* **Action item**: Determine how many lines in the entries below include "green". The reply should be that number and nothing else.
=== Section Start ===
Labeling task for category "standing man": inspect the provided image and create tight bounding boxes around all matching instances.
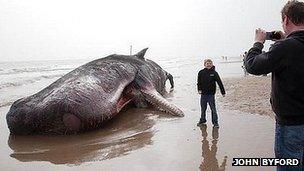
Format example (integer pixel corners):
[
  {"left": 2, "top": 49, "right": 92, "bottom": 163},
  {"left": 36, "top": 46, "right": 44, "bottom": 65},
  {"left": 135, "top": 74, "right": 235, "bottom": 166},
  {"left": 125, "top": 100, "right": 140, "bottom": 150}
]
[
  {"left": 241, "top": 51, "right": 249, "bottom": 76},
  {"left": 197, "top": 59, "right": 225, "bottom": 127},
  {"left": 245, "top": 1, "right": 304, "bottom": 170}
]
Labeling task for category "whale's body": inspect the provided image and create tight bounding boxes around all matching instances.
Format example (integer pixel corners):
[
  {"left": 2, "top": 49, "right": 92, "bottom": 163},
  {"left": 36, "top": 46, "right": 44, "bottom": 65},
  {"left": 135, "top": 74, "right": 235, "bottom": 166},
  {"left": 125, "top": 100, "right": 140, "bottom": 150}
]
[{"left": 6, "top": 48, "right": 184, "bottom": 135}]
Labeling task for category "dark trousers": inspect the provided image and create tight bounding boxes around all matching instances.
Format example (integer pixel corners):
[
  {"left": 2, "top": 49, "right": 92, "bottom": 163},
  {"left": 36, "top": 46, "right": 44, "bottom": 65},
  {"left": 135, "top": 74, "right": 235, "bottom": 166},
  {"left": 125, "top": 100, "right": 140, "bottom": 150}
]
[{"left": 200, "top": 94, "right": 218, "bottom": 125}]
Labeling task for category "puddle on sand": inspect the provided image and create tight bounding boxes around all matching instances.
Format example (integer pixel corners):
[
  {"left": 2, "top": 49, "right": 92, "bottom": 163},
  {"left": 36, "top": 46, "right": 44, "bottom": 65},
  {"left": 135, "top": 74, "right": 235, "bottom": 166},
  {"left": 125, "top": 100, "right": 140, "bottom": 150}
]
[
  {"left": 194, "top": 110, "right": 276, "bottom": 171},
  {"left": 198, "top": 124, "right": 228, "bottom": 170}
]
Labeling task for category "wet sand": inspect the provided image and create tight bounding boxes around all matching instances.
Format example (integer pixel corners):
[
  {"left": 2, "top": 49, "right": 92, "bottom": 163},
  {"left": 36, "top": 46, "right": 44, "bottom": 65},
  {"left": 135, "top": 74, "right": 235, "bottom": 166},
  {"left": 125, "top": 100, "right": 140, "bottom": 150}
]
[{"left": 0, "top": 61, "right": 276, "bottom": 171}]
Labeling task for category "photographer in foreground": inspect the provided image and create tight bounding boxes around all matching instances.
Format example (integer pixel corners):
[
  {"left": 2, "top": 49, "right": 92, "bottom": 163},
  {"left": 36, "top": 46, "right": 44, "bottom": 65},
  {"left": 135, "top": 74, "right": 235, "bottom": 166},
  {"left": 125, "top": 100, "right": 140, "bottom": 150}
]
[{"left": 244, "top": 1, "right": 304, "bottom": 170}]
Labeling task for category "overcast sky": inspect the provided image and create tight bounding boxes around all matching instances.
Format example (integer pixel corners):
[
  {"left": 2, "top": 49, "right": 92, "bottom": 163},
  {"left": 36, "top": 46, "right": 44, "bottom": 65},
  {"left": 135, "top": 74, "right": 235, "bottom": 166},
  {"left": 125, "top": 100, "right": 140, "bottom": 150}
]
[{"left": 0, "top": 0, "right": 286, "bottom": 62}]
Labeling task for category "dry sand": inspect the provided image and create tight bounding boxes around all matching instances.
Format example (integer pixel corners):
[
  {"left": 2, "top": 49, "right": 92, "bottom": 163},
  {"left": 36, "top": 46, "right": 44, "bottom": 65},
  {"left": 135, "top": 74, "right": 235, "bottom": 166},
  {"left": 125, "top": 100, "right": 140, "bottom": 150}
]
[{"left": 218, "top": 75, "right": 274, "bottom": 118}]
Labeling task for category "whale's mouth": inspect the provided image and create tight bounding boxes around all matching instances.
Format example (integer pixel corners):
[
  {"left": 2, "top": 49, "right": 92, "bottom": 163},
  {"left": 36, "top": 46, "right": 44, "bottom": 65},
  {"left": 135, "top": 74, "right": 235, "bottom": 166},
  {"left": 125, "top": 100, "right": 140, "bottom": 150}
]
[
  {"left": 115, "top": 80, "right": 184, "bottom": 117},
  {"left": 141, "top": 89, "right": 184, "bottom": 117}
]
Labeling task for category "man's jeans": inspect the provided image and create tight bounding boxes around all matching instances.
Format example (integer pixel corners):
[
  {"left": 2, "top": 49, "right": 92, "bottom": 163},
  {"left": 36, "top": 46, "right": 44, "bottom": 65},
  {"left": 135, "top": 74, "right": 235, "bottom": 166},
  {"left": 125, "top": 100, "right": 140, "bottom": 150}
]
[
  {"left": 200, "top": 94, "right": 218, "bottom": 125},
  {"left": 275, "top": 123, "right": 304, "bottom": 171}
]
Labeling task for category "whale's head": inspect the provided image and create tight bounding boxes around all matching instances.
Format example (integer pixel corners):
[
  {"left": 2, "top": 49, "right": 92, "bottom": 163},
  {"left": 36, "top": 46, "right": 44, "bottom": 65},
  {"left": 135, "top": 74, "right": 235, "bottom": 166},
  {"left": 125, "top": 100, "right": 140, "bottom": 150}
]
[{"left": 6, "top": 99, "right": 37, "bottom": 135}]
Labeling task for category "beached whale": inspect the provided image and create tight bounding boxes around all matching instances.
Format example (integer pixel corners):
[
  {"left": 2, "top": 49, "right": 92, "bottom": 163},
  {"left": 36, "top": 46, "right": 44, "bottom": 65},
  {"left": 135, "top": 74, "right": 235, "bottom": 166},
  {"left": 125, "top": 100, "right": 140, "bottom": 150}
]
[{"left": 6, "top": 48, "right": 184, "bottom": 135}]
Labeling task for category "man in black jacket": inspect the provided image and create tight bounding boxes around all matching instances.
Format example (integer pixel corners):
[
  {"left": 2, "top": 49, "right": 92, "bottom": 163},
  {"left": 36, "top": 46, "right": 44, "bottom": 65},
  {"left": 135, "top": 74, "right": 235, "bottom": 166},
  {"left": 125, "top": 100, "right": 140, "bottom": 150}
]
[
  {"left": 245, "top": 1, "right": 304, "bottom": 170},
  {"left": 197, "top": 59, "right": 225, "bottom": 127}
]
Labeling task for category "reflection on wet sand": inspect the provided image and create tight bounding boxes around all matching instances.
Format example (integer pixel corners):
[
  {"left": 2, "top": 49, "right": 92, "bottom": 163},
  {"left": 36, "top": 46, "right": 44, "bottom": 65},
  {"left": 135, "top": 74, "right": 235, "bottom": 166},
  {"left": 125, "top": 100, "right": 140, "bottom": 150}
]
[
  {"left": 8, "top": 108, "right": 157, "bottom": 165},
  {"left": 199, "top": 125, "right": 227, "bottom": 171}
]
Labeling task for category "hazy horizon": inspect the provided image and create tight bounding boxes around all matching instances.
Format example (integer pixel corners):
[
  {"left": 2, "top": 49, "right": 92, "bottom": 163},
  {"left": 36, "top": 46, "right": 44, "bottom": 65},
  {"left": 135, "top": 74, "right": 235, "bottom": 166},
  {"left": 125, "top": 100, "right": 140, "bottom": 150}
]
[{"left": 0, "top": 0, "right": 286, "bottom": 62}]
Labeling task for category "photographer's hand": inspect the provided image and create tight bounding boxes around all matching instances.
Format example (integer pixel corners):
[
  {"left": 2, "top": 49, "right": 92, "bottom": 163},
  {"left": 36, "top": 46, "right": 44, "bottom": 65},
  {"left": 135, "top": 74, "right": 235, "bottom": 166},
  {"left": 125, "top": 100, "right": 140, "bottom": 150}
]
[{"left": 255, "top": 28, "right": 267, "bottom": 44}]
=== Section End ===
=== Section Start ===
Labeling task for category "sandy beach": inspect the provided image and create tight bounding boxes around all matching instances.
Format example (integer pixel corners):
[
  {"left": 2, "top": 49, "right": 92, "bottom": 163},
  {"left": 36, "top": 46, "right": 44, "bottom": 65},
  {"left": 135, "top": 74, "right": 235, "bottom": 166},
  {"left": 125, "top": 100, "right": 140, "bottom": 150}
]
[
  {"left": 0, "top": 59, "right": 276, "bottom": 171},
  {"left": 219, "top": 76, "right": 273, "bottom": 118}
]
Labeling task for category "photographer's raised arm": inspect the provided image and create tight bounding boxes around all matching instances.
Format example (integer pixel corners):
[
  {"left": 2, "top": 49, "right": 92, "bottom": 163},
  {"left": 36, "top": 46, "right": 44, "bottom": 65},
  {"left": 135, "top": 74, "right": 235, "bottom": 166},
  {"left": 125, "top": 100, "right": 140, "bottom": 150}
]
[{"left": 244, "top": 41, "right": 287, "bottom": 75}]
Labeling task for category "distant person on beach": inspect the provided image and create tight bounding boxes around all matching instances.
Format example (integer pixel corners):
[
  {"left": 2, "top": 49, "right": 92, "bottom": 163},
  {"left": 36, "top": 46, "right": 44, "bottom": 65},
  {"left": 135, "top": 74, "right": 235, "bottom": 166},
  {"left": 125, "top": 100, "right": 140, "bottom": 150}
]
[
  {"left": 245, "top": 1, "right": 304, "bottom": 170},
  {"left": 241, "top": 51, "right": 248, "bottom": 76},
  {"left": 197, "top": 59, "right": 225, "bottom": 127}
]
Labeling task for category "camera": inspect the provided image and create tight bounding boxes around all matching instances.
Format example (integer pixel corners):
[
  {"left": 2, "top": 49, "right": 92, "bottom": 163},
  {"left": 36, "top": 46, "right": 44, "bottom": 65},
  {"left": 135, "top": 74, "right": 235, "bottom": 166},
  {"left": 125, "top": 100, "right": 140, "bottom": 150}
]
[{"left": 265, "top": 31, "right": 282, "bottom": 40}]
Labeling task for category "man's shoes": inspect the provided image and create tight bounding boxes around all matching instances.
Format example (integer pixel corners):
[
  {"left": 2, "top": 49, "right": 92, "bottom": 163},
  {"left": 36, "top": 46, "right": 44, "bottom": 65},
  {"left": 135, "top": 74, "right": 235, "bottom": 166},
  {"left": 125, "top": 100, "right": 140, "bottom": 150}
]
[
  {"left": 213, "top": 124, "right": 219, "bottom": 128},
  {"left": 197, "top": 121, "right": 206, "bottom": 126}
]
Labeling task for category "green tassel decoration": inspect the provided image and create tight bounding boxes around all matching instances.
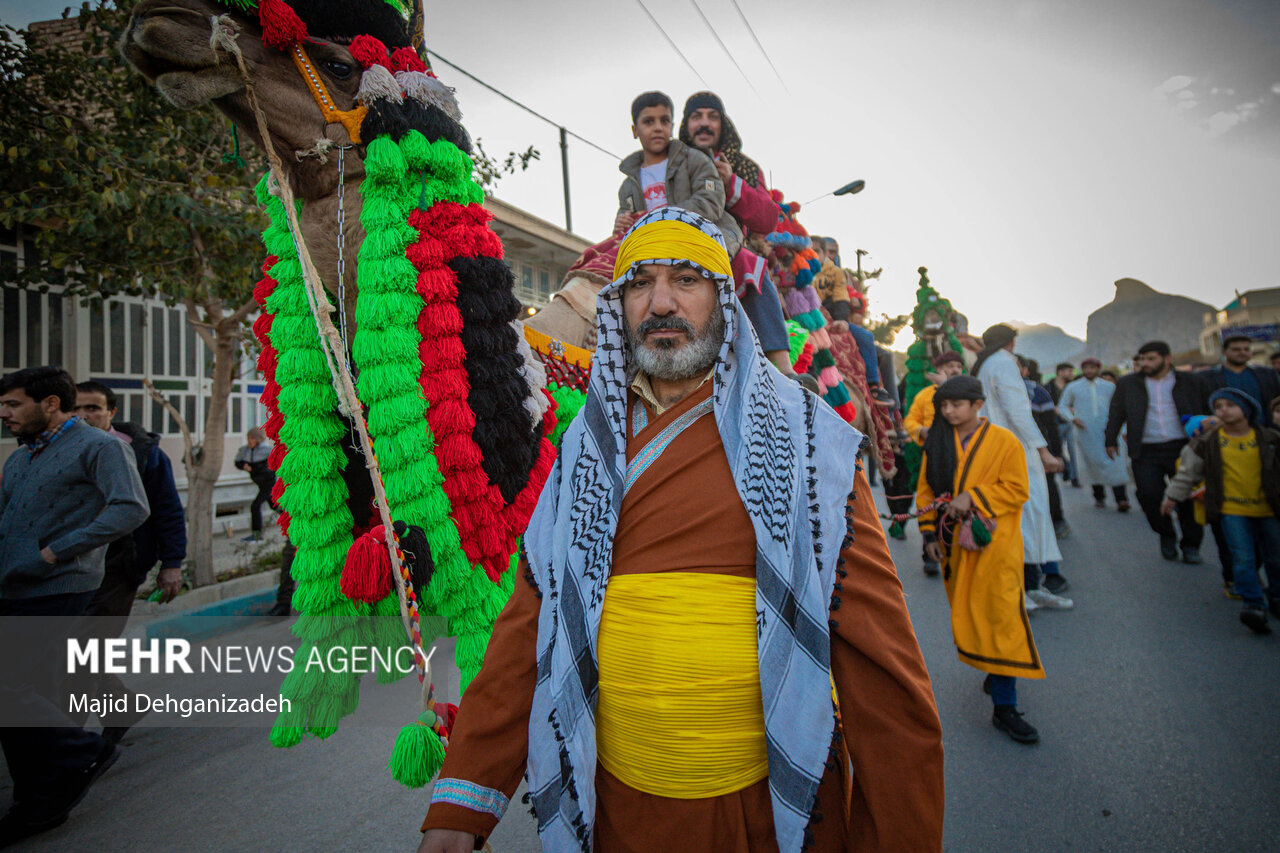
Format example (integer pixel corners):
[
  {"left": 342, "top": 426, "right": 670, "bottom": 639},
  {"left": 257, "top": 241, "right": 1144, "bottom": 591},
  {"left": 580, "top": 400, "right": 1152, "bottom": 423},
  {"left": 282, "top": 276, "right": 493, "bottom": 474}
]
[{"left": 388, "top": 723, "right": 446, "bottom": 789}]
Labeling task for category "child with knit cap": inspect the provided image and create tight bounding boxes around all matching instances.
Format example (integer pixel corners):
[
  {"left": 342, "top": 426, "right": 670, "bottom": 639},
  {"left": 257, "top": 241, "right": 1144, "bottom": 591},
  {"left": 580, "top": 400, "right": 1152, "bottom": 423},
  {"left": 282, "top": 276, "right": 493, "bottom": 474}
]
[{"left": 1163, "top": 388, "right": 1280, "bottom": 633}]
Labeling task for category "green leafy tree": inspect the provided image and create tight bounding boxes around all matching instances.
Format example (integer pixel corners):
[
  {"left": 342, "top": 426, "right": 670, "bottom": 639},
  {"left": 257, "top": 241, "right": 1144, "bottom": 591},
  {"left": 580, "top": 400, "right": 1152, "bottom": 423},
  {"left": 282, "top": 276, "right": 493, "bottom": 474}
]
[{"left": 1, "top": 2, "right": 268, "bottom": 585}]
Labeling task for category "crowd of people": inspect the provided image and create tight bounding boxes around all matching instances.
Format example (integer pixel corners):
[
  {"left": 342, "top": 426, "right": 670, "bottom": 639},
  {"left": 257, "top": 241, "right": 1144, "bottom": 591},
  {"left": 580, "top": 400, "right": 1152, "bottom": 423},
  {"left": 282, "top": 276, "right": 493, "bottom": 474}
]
=== Section End ===
* **Response for this exercise**: 2